Extracted data entries:
----

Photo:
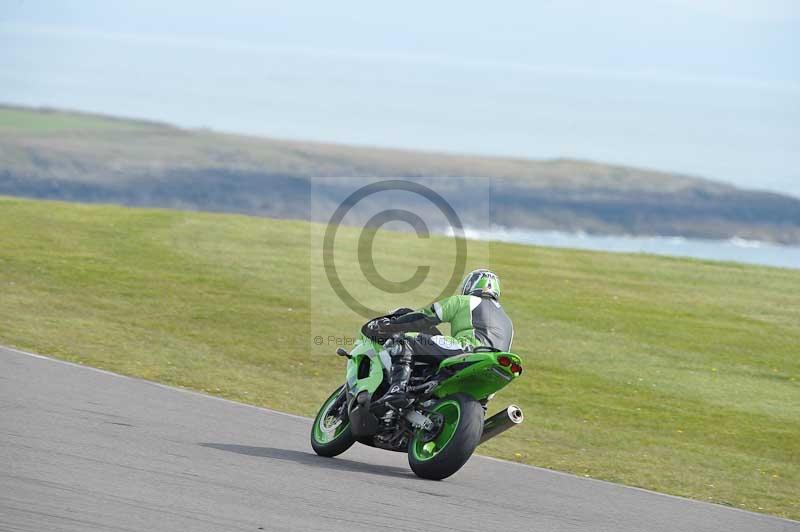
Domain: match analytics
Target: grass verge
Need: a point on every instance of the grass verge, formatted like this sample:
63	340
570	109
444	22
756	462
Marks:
674	375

----

→ Problem details
Swap "grass verge" for "roadside strip" throughout the records and write them out again with nothing else altered, omitting the pictures.

→ Solution for this exercise
Photo:
Domain: match analytics
Target: roadside strip
Need: a point on every instance of the roadside strip, formatted like this sample:
63	340
570	109
444	22
756	462
Marks:
674	375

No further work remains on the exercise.